=== Challenge ===
Reproduce the lines from the one containing "Each instance of the stadium" through the one containing "List the outlines of the stadium seating.", swapping "stadium seating" for "grandstand" and leaving everything else unchanged.

===== Material for this task =====

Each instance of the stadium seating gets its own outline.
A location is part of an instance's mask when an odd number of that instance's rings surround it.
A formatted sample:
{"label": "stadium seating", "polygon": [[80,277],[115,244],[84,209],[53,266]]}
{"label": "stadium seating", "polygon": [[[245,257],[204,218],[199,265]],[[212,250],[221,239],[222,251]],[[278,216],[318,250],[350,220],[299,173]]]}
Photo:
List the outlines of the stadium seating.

=====
===== Material for this task =====

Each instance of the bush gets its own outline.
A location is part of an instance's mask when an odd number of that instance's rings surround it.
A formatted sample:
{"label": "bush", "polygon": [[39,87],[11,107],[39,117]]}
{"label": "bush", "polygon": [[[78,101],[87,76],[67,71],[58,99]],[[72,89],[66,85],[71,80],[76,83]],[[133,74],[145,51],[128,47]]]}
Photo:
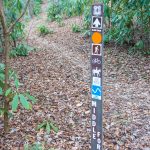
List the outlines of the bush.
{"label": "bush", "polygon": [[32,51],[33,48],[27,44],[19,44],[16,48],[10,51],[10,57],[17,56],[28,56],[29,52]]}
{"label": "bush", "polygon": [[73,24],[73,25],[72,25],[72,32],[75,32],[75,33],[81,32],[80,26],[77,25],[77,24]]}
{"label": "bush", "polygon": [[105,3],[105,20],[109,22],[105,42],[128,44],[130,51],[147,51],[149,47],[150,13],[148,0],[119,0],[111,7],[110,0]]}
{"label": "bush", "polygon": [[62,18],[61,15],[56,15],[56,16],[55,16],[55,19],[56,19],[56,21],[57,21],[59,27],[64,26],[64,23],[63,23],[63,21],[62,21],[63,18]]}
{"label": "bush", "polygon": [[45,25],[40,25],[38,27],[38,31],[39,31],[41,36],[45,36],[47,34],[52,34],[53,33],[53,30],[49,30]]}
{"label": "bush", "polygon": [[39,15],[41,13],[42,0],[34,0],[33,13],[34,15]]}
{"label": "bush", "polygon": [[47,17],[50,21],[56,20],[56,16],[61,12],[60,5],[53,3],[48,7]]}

=====
===== Material for this task =====

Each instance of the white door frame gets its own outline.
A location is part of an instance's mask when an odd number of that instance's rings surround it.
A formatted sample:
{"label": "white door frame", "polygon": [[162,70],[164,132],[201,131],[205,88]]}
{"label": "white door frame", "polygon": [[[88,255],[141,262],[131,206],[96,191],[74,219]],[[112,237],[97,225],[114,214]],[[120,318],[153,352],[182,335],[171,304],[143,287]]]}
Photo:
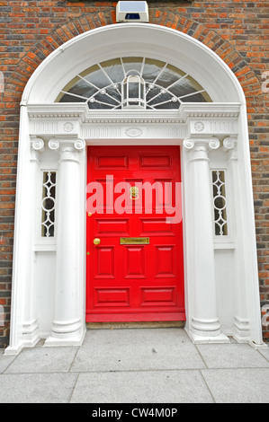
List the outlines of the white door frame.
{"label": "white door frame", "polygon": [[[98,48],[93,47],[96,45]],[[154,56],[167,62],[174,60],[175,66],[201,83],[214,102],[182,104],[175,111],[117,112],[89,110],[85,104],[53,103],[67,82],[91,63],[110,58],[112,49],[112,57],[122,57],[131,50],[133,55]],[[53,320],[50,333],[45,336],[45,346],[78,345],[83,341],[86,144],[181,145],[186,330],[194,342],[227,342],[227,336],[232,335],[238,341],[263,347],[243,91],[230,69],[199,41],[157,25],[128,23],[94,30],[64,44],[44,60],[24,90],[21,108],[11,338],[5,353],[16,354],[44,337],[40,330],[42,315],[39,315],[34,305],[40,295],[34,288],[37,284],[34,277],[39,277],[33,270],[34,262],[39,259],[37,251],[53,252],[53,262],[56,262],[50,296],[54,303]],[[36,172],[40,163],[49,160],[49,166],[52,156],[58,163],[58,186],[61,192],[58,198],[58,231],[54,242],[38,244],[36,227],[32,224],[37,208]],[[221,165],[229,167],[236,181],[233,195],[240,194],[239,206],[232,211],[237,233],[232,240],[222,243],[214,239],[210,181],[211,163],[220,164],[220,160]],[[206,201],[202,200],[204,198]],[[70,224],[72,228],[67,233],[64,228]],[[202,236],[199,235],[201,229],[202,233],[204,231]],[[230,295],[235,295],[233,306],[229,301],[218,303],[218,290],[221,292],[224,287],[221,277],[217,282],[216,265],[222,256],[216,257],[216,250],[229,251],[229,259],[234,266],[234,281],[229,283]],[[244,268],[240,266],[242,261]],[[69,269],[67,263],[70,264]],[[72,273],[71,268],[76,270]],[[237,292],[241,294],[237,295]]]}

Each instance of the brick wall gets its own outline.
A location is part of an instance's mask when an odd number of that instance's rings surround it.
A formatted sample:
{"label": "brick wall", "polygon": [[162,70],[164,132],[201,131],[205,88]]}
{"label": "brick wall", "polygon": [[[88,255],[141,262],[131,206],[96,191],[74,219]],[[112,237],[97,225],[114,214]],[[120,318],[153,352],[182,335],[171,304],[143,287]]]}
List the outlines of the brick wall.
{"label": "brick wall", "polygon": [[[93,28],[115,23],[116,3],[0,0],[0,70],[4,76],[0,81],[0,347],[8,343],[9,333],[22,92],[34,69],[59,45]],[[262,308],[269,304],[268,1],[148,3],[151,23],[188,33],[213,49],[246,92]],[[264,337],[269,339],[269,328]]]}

=====

=== The response ===
Each instance of the grandstand gets its own outline.
A location is part of an instance's mask when an odd number of that instance's rings surround it.
A formatted sample:
{"label": "grandstand", "polygon": [[80,277],[115,244],[84,209],[53,266]]}
{"label": "grandstand", "polygon": [[[245,257],[204,218],[199,265]],[[212,250],[221,239],[222,251]],[[278,216],[318,250],[350,220],[299,173]]]}
Photo:
List the outlines of the grandstand.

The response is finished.